Lay out these records as a JSON list of strings, with one string per line and no strings for blank lines. Cover every record.
>> start Dataset rows
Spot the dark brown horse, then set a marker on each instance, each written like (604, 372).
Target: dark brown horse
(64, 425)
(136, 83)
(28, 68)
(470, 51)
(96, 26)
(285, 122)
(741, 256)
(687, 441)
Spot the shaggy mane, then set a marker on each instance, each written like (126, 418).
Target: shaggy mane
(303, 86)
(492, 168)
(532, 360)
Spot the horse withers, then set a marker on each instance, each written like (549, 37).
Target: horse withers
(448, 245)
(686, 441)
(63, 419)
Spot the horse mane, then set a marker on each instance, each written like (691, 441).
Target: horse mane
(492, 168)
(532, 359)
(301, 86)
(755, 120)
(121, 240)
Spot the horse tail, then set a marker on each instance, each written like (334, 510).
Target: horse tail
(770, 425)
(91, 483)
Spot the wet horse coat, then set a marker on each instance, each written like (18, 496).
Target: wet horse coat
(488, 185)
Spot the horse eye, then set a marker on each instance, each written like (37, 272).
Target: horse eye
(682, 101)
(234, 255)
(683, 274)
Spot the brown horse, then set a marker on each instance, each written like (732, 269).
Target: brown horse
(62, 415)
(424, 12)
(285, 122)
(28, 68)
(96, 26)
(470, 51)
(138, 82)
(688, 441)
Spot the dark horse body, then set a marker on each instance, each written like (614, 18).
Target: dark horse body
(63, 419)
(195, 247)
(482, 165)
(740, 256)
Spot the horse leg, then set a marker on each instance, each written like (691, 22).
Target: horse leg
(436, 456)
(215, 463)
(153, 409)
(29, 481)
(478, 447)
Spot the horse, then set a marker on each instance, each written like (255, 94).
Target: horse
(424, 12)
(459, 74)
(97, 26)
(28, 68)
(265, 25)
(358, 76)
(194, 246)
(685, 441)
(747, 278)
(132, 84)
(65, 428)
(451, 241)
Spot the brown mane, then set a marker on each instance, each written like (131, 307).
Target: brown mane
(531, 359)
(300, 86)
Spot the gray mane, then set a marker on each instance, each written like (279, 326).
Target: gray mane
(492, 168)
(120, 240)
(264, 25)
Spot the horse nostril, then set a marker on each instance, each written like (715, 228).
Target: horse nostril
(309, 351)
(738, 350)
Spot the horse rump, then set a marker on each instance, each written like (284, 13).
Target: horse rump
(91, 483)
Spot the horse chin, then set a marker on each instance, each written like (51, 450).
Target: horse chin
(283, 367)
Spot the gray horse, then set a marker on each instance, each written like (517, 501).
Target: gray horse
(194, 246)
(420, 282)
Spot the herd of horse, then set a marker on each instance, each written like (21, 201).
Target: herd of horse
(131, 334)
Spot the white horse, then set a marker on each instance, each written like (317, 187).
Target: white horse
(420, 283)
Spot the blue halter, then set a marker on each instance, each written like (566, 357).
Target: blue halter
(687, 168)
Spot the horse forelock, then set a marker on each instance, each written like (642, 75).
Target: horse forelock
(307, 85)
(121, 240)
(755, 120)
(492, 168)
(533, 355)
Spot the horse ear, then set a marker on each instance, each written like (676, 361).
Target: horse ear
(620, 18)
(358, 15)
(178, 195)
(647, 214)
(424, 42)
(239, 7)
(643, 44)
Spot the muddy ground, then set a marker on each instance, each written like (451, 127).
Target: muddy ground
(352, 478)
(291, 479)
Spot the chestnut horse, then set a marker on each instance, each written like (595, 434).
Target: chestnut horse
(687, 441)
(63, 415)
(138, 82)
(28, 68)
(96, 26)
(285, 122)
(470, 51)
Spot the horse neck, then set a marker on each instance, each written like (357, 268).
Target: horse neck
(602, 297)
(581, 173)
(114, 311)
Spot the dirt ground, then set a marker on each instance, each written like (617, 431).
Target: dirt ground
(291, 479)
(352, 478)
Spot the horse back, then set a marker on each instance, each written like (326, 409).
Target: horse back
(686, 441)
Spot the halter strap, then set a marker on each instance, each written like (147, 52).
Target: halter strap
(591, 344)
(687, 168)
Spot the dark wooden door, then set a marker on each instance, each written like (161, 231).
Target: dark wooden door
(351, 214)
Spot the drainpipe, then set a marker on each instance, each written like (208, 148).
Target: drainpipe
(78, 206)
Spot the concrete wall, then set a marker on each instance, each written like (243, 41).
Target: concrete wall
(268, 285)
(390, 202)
>> end Dataset rows
_The output:_
[
  "Spot the dark brown horse, then set a marker on each instance, each written like (604, 372).",
  "Target: dark brown horse",
  "(64, 425)",
  "(136, 83)",
  "(28, 68)",
  "(470, 51)",
  "(96, 26)",
  "(285, 122)",
  "(741, 256)",
  "(687, 441)",
  "Spot the shaggy mane, then set a marker on each instance, each written like (126, 418).",
  "Target: shaggy mane",
  "(303, 86)",
  "(492, 168)",
  "(532, 360)",
  "Spot the horse withers, then set a marker on each instance, each written like (549, 37).",
  "Target: horse withers",
  "(448, 245)",
  "(686, 441)",
  "(63, 419)",
  "Spot the horse mane, then set a marker on each instance, each written like (691, 441).",
  "Target: horse mane",
  "(492, 168)",
  "(532, 359)",
  "(301, 86)",
  "(755, 120)",
  "(121, 240)",
  "Spot the horse tail, then set a marker on each instance, each written like (334, 510).",
  "Target: horse tail",
  "(770, 425)",
  "(91, 483)",
  "Spot the wet horse coat, then set a marker on each instance, each written like (18, 496).",
  "Target: wet horse coat",
  "(488, 185)",
  "Spot the horse eye, then set a marker on each instance, each written like (37, 272).",
  "Target: horse eye",
  "(682, 101)",
  "(234, 255)",
  "(683, 274)",
  "Spot the brown horse, then set a marker on each instance, each written like (732, 269).",
  "Target: brown horse",
  "(62, 415)",
  "(424, 12)",
  "(285, 122)",
  "(28, 68)",
  "(96, 26)",
  "(470, 51)",
  "(138, 82)",
  "(688, 441)",
  "Spot the dark horse body, then set a marker on each instance, each written like (614, 18).",
  "Target: dark horse body",
  "(63, 419)",
  "(195, 247)",
  "(482, 165)",
  "(740, 256)",
  "Spot the horse leg, then set a marker on each instance, each written like (691, 22).",
  "Target: horse leg",
  "(436, 456)",
  "(215, 463)",
  "(153, 409)",
  "(29, 481)",
  "(478, 447)",
  "Spot the horse, then set a marker on each instance, each written like (255, 94).",
  "Target: horse",
  "(424, 12)",
  "(459, 74)",
  "(97, 26)",
  "(28, 68)",
  "(265, 25)",
  "(358, 76)",
  "(194, 246)",
  "(685, 441)",
  "(747, 278)",
  "(132, 84)",
  "(65, 428)",
  "(451, 241)",
  "Spot the brown mane, then set a marker on each instance, each written like (131, 307).",
  "Target: brown mane",
  "(531, 359)",
  "(300, 86)",
  "Spot the gray mane, then set a marker on each instance, each written like (279, 326).",
  "Target: gray mane",
  "(492, 168)",
  "(120, 240)",
  "(264, 25)",
  "Spot the horse nostril, then set a marker on each instance, each written like (715, 228).",
  "Target: horse nostril",
  "(309, 351)",
  "(738, 350)",
  "Spot the horse rump, then set a marker on each instance, each written like (284, 13).",
  "Target: horse rump",
  "(91, 483)",
  "Spot the horse chin, then set a marker on each instance, each written like (51, 450).",
  "Target: horse chin",
  "(283, 367)",
  "Spot the gray horse, then set a marker on each instance, each written like (517, 501).",
  "Target: gray horse",
  "(194, 246)",
  "(420, 282)",
  "Spot the herd of horse, then set a marker on each instance, each written like (21, 201).",
  "Target: herd of horse",
  "(131, 334)",
  "Spot the white horse, then set a marker on each instance, each written like (317, 187).",
  "Target: white horse",
  "(420, 283)",
  "Spot the blue halter, then set a marker on each instance, each written like (566, 357).",
  "Target: blue halter",
  "(687, 168)",
  "Spot the horse forelock, then set a marker on each instance, each written like (642, 75).",
  "Target: horse forelock",
  "(307, 85)",
  "(121, 240)",
  "(755, 120)",
  "(492, 168)",
  "(533, 355)",
  "Spot the horse ear, then set a marker on each instance, each written like (676, 361).",
  "Target: horse ear",
  "(620, 18)",
  "(358, 15)",
  "(178, 195)",
  "(647, 214)",
  "(424, 42)",
  "(239, 7)",
  "(643, 44)",
  "Spot the muddy ground, then set a marker on each instance, each written like (451, 127).",
  "Target: muddy ground",
  "(352, 478)",
  "(291, 479)",
  "Spot the chestnut horse, then set a marker on each instance, each written like (595, 434).",
  "Target: chestnut horse",
  "(687, 441)",
  "(63, 415)",
  "(138, 82)",
  "(28, 68)",
  "(96, 26)",
  "(285, 122)",
  "(470, 51)",
  "Spot the horse neck, then set a marker on each instance, each written like (357, 268).",
  "Target: horse neck",
  "(602, 297)",
  "(581, 173)",
  "(114, 311)",
  "Spot the dirt ground, then set a marker on each instance, each written like (617, 431).",
  "Target: dirt ground",
  "(291, 479)",
  "(352, 478)",
  "Spot the horse back, then set a marker on each instance, each written like (326, 409).",
  "Target: horse back",
  "(686, 441)",
  "Spot the halter strap, then set a marker on each instance, each written like (147, 52).",
  "Target: halter strap",
  "(591, 344)",
  "(687, 168)",
  "Spot the dark wooden door, then set a marker on each instance, each written like (161, 231).",
  "Target: dark wooden door",
  "(351, 214)",
  "Spot the drainpipe, then set a marker on each instance, each written like (208, 148).",
  "Target: drainpipe",
  "(78, 206)",
  "Spot the concrete wall, then set a marker on each instance, each written like (243, 41).",
  "Target: concrete wall",
  "(268, 285)",
  "(390, 202)"
]